Exercise instructions ▸
A. In the residue-table passage, give everything from "For the current" down to "sign of \(g\)." again, replacing "residue" with "remainder".
B. Name every programming language mentioned in the residue-table passage.
* Begin Text extract *
Two residue tables are maintained. Each table starts with the empty subset, and whenever a new lower place value \(10^j\) is introduced, the chosen table updates all of its reachable residues by considering both possibilities: exclude \(10^j\) or include \(10^j\). For every residue class modulo \(n\), the table keeps only the smallest and largest actual subset sums that realize that residue.
For the current length \(t\) and leading digit \(f\), the implementation first tests the repeated-digit number \(fR_t\). If that does not work, it tries every valid second digit. For each admissible target residue \(w\), it joins the two tables by checking which residue \(x\) from the first table can be paired with residue \(w-x\) from the second. The stored extremal subset sums then reconstruct the smallest numeric candidate for that sign of \(g\).
After \(d(n)\) has been found, the C++ implementation adds it to the running total. For large \(k\), the range \(1,\ldots,k\) is split into chunks and processed in parallel by worker threads, then the partial sums are added exactly. The Python and Java implementations do not rederive the mathematics; they invoke the same compiled core and parse its printed result.
Complexity Analysis
For a fixed \(n\), each residue table has at most \(n\) residue classes. Adding one new power of ten to a table therefore costs \(O(n)\) time in the worst case, because every currently reachable residue may create one shifted state. The join step also works over residue classes rather than over all subsets.
* End Text extract *
* Begin Data section *
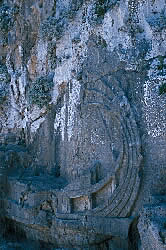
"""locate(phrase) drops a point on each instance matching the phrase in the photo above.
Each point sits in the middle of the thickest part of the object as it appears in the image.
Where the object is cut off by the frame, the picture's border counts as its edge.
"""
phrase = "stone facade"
(83, 124)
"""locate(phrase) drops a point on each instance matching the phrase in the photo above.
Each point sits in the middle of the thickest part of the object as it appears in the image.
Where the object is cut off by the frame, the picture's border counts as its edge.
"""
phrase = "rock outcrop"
(83, 124)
* End Data section *
Results for the exercise ▸
A.
For the current length \(t\) and leading digit \(f\), the implementation first tests the repeated-digit number \(fR_t\). If that does not work, it tries every valid second digit. For each admissible target remainder \(w\), it joins the two tables by checking which remainder \(x\) from the first table can be paired with remainder \(w-x\) from the second. The stored extremal subset sums then reconstruct the smallest numeric candidate for that sign of \(g\).

B. C++, Python, Java